- _EXERCISE_: From the line with "stone statue, listing" through the final line of the entries below, write out each line exactly and nothing else.

Image-grounded pointing data:

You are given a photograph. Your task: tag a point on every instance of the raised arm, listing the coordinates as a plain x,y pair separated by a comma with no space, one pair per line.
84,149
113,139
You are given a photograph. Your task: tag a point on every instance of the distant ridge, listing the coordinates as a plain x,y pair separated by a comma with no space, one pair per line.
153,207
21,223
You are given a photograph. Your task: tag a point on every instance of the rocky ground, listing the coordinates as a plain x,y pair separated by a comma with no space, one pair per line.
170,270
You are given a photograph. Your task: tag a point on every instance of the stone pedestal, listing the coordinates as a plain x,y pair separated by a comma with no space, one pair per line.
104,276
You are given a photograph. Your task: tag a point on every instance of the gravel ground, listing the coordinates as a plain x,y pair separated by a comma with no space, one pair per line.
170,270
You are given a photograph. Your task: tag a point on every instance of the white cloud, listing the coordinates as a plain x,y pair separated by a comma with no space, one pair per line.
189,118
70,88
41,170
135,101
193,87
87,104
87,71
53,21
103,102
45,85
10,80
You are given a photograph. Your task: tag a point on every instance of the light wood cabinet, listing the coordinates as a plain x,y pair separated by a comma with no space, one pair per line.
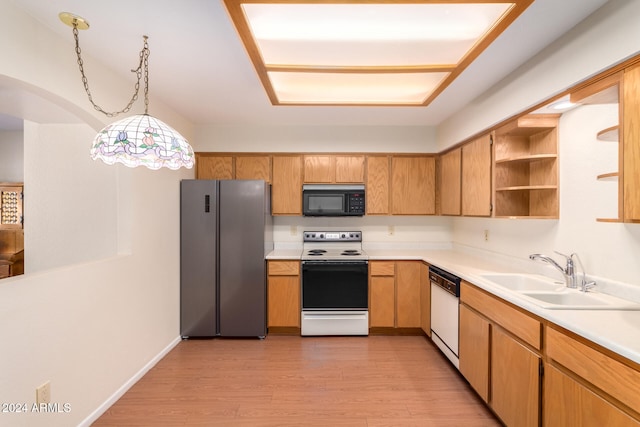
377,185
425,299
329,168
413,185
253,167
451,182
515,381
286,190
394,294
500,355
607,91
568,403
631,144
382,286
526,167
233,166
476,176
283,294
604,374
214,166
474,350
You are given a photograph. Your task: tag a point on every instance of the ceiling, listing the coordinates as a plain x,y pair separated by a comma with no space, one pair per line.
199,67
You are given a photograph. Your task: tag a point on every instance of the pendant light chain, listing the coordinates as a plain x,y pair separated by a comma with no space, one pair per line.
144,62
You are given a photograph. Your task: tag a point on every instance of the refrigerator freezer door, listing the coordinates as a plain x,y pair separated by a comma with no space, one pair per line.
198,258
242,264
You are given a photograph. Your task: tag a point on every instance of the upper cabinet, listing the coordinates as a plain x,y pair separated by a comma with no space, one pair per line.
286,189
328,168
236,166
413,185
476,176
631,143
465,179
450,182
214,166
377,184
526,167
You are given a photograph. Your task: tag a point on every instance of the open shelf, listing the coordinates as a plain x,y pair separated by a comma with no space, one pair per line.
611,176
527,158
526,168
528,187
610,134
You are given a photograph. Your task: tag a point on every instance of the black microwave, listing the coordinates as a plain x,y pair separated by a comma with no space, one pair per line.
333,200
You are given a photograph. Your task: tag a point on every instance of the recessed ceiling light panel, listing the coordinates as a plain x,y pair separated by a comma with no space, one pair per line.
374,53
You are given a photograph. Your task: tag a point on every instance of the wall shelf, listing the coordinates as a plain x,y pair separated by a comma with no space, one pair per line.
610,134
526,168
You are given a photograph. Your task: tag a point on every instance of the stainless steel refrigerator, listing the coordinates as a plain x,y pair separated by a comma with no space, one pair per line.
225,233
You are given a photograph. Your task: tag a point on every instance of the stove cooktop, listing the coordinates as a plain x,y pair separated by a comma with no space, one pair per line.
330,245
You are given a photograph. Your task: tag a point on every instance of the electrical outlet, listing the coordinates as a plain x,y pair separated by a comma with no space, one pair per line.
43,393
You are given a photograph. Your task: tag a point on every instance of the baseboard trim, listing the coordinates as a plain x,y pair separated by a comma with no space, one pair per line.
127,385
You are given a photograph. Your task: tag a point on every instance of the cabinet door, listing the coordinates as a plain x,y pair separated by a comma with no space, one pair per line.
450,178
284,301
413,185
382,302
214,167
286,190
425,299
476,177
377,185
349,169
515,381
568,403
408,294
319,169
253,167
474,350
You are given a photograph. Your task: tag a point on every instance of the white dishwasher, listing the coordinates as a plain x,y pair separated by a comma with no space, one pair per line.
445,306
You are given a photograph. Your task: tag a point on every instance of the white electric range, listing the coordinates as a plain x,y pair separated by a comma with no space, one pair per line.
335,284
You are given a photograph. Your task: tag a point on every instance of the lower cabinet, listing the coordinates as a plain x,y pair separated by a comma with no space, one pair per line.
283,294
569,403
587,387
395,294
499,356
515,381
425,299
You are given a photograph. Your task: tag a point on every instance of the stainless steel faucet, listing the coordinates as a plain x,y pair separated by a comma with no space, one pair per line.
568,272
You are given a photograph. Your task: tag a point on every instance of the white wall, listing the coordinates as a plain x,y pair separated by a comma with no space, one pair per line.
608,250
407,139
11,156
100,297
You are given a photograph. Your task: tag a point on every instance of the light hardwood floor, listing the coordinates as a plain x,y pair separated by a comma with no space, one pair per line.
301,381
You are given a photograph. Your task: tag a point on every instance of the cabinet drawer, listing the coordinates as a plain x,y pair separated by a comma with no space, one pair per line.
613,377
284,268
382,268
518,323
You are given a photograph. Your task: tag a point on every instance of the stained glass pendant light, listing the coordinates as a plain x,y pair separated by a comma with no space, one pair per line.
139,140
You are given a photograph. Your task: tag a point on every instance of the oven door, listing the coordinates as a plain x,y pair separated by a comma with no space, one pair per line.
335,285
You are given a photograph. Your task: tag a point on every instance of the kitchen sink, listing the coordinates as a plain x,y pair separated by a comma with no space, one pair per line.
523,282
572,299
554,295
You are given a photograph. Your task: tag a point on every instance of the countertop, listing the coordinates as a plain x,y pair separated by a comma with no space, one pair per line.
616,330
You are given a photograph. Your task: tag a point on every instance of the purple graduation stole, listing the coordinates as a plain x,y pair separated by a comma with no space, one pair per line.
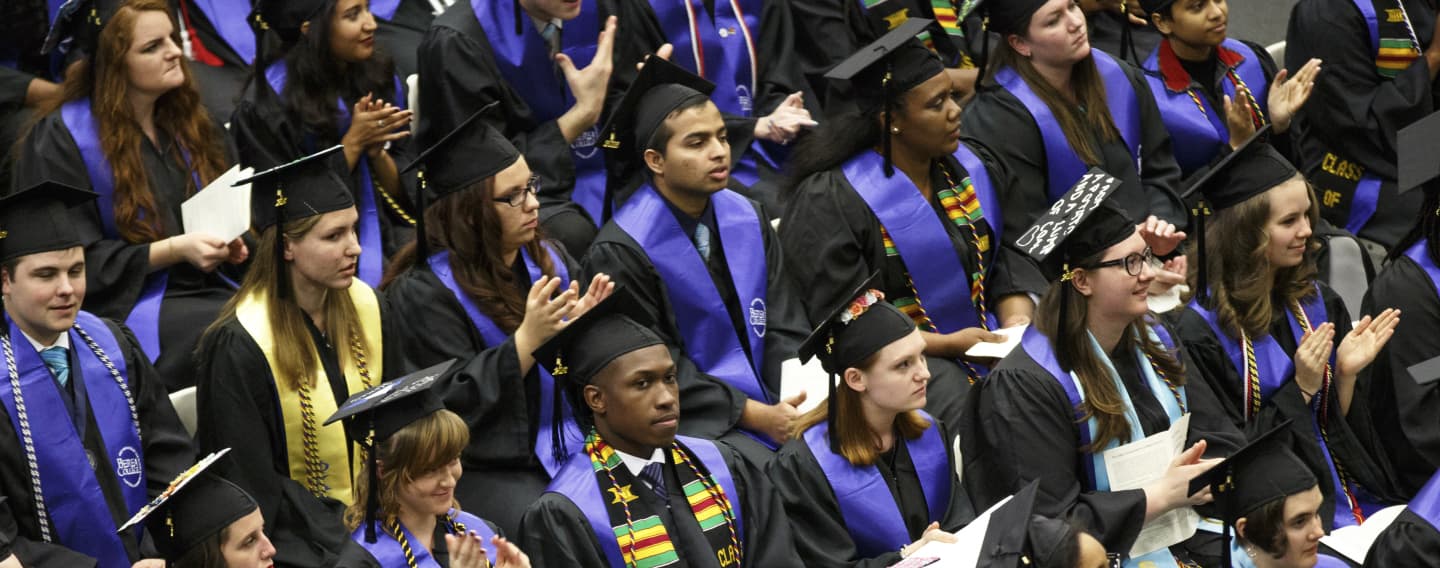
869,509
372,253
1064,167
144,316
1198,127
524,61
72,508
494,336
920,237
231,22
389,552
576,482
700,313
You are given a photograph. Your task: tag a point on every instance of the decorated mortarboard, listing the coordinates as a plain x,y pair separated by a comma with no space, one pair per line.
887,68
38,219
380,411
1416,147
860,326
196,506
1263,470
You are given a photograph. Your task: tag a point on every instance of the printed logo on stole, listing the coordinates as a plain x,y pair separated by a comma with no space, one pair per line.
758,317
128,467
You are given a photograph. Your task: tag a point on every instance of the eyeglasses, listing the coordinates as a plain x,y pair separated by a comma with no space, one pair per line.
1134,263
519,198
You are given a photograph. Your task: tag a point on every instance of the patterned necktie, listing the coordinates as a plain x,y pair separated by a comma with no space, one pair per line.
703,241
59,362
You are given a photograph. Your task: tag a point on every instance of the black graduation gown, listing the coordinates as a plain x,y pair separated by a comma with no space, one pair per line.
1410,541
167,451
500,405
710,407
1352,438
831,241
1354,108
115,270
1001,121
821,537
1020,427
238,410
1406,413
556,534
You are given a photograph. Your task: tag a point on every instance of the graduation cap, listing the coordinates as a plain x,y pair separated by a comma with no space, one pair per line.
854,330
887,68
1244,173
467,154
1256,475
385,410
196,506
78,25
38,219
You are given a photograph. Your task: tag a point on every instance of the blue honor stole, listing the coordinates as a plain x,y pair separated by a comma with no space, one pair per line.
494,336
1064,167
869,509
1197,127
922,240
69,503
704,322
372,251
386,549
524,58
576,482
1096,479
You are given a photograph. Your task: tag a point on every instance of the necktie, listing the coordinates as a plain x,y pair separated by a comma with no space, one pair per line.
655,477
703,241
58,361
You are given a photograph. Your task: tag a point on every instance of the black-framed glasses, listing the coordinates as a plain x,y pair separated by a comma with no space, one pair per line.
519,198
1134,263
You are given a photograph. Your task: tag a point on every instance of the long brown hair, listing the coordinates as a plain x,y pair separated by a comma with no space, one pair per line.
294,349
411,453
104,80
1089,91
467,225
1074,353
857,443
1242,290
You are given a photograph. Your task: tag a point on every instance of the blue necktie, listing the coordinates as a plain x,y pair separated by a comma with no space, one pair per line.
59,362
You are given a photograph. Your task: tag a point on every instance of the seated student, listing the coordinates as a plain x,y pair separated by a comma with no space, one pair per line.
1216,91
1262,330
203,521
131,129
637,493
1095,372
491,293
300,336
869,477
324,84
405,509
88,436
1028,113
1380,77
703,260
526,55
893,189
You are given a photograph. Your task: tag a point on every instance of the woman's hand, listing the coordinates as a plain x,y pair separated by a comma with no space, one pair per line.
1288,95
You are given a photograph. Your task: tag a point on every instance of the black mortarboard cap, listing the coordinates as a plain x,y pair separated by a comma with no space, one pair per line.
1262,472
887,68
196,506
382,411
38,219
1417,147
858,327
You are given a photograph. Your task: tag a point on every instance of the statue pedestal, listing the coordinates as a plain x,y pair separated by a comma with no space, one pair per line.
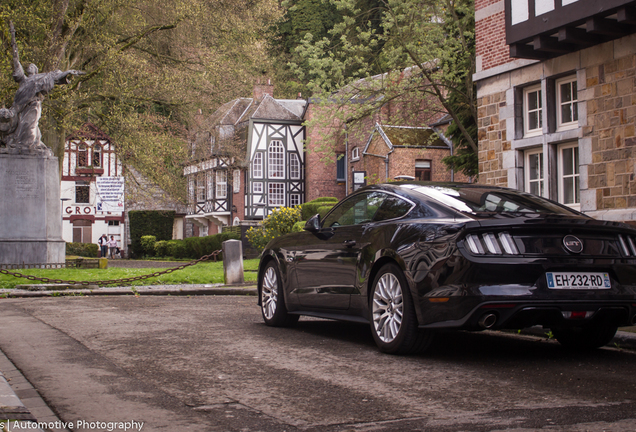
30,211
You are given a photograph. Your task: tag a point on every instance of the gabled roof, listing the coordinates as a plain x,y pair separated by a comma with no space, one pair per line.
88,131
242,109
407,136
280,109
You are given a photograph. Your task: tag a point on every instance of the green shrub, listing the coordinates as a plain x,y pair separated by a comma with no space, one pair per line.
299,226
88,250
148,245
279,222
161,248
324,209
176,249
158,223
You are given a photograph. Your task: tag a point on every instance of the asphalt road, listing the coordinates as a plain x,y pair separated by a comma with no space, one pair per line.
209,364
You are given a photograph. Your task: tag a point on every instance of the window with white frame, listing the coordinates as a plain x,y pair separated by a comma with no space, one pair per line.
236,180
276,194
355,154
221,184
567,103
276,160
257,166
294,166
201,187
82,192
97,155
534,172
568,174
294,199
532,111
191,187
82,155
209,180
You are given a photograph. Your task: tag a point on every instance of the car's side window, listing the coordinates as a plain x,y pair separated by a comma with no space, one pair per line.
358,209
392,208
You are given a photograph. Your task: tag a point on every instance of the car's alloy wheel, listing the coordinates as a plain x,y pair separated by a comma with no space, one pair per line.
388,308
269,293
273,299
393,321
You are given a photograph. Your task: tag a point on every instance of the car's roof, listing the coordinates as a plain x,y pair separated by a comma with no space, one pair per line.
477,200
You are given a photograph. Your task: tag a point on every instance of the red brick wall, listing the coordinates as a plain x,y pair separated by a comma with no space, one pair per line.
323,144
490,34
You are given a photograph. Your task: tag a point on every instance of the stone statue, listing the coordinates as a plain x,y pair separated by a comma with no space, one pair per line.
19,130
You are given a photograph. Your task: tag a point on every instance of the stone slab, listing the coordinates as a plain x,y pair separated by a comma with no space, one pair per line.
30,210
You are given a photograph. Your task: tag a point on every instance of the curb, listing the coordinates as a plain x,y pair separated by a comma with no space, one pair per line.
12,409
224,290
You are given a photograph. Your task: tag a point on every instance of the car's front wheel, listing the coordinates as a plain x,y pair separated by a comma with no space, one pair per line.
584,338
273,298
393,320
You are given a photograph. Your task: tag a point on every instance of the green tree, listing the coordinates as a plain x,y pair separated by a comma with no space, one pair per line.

- _REPLY_:
You are given a photograph. Your task: tag a point on every instance of the stone statue, listing the coordinates as a plain x,y pair separated by a comma with no space, one pair per line.
19,130
You are given a photograph. Your task: tag a point on every instance of the stone slab, listing the coordinates as a plain x,y pair separated by a comma with no space, one pair per line.
30,210
You are given a photograph. Your task: tag a point on every instance of the curb, listing the coordinates as a plain x,y pair separated by a comma with no space, one pair per line.
12,409
224,290
You are given a photograph. Your task: tag a point on every instance of the car's front wheel, listing the coordinates as a plain x,y pair separated by a comma with no space, one pair per line.
584,338
273,298
393,320
You are given a photograph. Your task: tag a point on every instance of the green tree, listing the coordinates as a plain x,y pair separated by a comma with no space, one pair per line.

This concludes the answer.